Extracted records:

• • • • • • •

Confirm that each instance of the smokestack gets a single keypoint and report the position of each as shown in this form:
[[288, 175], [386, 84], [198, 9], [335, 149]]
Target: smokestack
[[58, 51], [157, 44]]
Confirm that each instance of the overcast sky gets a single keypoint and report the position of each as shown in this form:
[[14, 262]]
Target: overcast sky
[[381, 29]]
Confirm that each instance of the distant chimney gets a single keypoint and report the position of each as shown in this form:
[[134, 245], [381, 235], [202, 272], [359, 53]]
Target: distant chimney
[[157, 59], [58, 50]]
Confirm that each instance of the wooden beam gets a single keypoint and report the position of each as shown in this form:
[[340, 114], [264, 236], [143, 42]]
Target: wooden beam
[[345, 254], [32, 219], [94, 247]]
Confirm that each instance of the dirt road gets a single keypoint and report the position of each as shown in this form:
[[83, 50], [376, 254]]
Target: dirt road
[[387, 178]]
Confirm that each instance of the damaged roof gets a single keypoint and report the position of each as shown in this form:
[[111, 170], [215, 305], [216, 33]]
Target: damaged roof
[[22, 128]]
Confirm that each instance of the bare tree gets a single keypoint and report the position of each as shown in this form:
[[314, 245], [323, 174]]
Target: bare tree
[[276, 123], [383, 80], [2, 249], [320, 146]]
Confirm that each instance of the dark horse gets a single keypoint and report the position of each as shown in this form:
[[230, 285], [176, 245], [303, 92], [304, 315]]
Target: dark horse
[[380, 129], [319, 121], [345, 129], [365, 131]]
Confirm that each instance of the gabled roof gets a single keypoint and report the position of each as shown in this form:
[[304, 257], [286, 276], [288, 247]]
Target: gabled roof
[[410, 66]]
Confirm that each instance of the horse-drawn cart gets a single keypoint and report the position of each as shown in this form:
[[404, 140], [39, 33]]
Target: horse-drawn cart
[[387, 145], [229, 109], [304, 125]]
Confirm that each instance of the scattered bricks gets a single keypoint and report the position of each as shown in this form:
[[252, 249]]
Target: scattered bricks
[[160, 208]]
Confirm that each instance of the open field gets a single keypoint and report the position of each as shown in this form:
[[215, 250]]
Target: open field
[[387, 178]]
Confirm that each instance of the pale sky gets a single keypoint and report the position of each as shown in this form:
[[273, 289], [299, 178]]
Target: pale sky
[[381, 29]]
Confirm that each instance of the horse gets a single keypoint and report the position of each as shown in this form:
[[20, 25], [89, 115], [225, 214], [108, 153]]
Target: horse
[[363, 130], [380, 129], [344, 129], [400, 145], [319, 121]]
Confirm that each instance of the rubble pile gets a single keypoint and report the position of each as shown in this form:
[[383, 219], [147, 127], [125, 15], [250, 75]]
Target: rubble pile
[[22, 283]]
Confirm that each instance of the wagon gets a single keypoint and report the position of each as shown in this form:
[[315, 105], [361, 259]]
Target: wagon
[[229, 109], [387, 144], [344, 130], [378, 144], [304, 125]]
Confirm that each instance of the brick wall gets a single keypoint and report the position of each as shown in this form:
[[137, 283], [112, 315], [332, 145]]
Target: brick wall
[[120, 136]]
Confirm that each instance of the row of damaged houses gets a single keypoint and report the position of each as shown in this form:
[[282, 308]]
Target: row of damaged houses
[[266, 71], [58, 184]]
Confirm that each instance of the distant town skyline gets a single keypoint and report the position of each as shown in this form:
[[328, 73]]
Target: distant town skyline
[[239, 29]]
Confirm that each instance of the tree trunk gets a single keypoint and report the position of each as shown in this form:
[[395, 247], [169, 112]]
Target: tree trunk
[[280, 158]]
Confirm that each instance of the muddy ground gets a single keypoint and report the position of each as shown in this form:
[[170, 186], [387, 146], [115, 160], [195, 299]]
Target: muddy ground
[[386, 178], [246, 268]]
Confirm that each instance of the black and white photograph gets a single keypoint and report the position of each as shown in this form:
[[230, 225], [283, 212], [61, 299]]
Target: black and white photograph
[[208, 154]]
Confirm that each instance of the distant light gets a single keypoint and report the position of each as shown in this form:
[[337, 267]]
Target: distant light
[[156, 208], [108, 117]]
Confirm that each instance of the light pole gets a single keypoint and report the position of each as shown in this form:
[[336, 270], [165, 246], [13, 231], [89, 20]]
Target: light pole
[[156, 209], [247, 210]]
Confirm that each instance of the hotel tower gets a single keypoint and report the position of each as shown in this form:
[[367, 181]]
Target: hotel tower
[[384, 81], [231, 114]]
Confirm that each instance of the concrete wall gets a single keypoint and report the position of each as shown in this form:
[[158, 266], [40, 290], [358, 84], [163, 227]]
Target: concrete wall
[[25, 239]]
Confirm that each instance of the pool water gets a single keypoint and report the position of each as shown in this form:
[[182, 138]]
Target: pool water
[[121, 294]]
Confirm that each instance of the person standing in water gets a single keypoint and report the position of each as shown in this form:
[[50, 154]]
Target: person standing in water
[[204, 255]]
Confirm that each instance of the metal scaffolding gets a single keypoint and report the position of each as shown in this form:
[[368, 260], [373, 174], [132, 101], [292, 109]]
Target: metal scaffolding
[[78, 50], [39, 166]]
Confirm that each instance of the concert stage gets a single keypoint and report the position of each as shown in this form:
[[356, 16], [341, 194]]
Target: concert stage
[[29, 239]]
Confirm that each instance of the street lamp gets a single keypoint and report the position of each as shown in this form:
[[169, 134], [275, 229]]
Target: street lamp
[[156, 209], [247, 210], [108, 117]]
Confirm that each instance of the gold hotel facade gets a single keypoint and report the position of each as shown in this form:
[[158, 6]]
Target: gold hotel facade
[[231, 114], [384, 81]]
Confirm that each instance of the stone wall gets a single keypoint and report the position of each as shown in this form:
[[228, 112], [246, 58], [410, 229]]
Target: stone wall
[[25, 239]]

• • • • • • •

**Task requirements**. Convert all of the material above into a JSON list of strings, with one string per line and blank lines omitted.

**Result of the exercise**.
[
  "Confirm that each instance of the smokestack gets a single keypoint and report the position of each as shown in this form:",
  "[[288, 175], [386, 84], [198, 9], [335, 149]]",
  "Target: smokestack",
  "[[58, 51], [157, 44]]",
  "Confirm that each instance of the overcast sky gets a single keypoint and report the position of each as shown in this form:",
  "[[14, 262]]",
  "Target: overcast sky",
  "[[381, 29]]",
  "Confirm that each instance of the distant chimney gets a single keypoint and report the position of each as shown in this form:",
  "[[134, 245], [381, 235], [202, 272], [359, 53]]",
  "Target: distant chimney",
  "[[157, 59], [58, 50]]",
  "Confirm that each instance of the wooden beam gets a single keypoint and report the position of each as shown in this form:",
  "[[340, 114], [264, 236], [143, 42]]",
  "Target: wooden beam",
  "[[345, 254], [32, 219], [94, 247]]",
  "Confirm that each instance of the dirt road gets a single keypoint and report the position of each as shown in this form:",
  "[[83, 50], [376, 254]]",
  "Target: dirt road",
  "[[387, 178]]",
  "Confirm that each instance of the damaged roof gets a single keypoint and report the position of each as shown in this form:",
  "[[111, 170], [215, 305], [216, 33]]",
  "Target: damaged roof",
  "[[22, 128]]",
  "Confirm that each instance of the bare tree gets a single keypoint and report the position of each as shown in this form:",
  "[[314, 245], [323, 174]]",
  "Target: bare tree",
  "[[276, 123], [383, 80], [2, 249], [320, 146]]",
  "Confirm that each instance of the dark horse gets a single keypoint and report the position of each as shown in this form:",
  "[[230, 285], [176, 245], [303, 92], [304, 315]]",
  "Target: dark horse",
  "[[380, 129], [319, 121], [345, 129], [365, 131]]",
  "Confirm that each instance of the gabled roof gets a single keypoint and report the position of each as shown in this form:",
  "[[304, 257], [286, 276], [288, 247]]",
  "Target: gabled roof",
  "[[410, 66]]",
  "Confirm that each instance of the horse-drawn cart gets a single keypoint and report the position of each as shown in this form:",
  "[[404, 140], [39, 33]]",
  "Target: horse-drawn cart",
  "[[387, 145], [229, 109], [304, 125]]",
  "Confirm that each instance of the scattered bricks gets a single keypoint and report the position of each as shown in this form:",
  "[[252, 249]]",
  "Target: scattered bricks",
  "[[160, 208]]",
  "Confirm that each instance of the open field gets a single keypoint and report the position of each as shown in this form:",
  "[[215, 250]]",
  "Target: open field",
  "[[387, 178]]",
  "Confirm that each instance of the pale sky gets a single keypoint and report the position of each as shown in this form:",
  "[[273, 289], [299, 178]]",
  "Target: pale sky",
  "[[381, 29]]",
  "Confirm that each instance of the horse gets a single keypoint and report the position of each as shown in this form:",
  "[[20, 25], [89, 115], [225, 214], [108, 153]]",
  "Target: horse",
  "[[363, 130], [380, 129], [344, 129], [400, 145], [319, 121]]",
  "Confirm that each instance of the rubble pile gets a single keypoint and report the position of each as shown in this form:",
  "[[383, 219], [147, 127], [125, 15], [250, 75]]",
  "Target: rubble pile",
  "[[22, 283]]",
  "Confirm that each instance of the wagon gets a single keypoint and report the position of each as shown in this form:",
  "[[315, 105], [361, 259]]",
  "Target: wagon",
  "[[229, 109], [387, 144], [344, 130], [378, 144], [304, 125]]",
  "Confirm that each instance of the brick wall gets a single keypoint and report the position of each as shown in this form:",
  "[[137, 283], [112, 315], [332, 145]]",
  "Target: brick wall",
  "[[120, 136]]",
  "Confirm that each instance of the row of damaged houses gets a single keypoint and report the position of each as shown in this form:",
  "[[282, 308]]",
  "Target: row of damaged houses",
  "[[266, 71], [58, 184]]",
  "Confirm that each instance of the distant town skyline gets a single keypoint and report the position of each as shown in this form:",
  "[[328, 73]]",
  "Target: distant town skyline",
  "[[239, 29]]",
  "Confirm that each instance of the tree trunk gets a single keypoint and report the position of each as shown in this form:",
  "[[395, 247], [169, 112]]",
  "Target: tree trunk",
  "[[280, 158]]",
  "Confirm that each instance of the muddy ground gets a single keypoint and report the position of each as shown in this form:",
  "[[170, 186], [387, 146], [115, 160], [195, 299]]",
  "Target: muddy ground",
  "[[386, 178], [246, 268]]",
  "Confirm that each instance of the black and white photograph gets a single keypoint and report the position of each as shown in this form:",
  "[[230, 225], [283, 212], [61, 299]]",
  "Target: black and white photograph",
  "[[208, 154]]",
  "Confirm that each instance of the distant light gets a single keypoint and report the position of each as shown in this form:",
  "[[337, 267]]",
  "Target: distant light",
  "[[156, 208], [108, 117]]",
  "Confirm that each instance of the light pole gets a single keypoint and report the position of each as shown in this form:",
  "[[336, 270], [165, 246], [13, 231], [89, 20]]",
  "Target: light pole",
  "[[156, 209], [247, 210]]",
  "Confirm that each instance of the hotel tower gets a single keypoint and report the position of each as shown in this form:",
  "[[367, 181]]",
  "Target: hotel tower",
  "[[384, 81], [231, 114]]",
  "Confirm that each instance of the concrete wall gets a single keypoint and report the position of each as shown in this form:",
  "[[158, 266], [40, 290], [358, 84], [163, 227]]",
  "Target: concrete wall",
  "[[25, 239]]",
  "Confirm that each instance of the pool water gets a single keypoint and report the position of each as shown in this form:",
  "[[182, 138]]",
  "Target: pool water",
  "[[121, 294]]",
  "Confirm that each instance of the person standing in water gets a single keypoint and report the position of each as shown in this form:",
  "[[50, 154]]",
  "Target: person standing in water",
  "[[204, 255]]",
  "Confirm that each instance of the metal scaffolding gets a single keypoint and report the position of each as shown in this form:",
  "[[368, 260], [373, 174], [132, 101], [292, 109]]",
  "Target: metal scaffolding",
  "[[78, 50], [39, 166]]",
  "Confirm that each instance of the concert stage gets a single keypoint and report the position of each as shown in this form:",
  "[[356, 16], [341, 194]]",
  "Target: concert stage",
  "[[29, 239]]",
  "Confirm that each instance of the street lamp gets a single keypoint and report the position of each as shown in this form:",
  "[[169, 134], [275, 229]]",
  "Target: street lamp",
  "[[156, 209], [247, 210], [108, 117]]",
  "Confirm that each instance of the gold hotel facade gets a single keypoint and report the position of each as shown in this form:",
  "[[158, 6]]",
  "Target: gold hotel facade",
  "[[231, 114], [384, 81]]",
  "Confirm that each instance of the stone wall gets a single keypoint and report the position of each as shown in this form:",
  "[[228, 112], [246, 58], [410, 229]]",
  "Target: stone wall",
  "[[25, 239]]"
]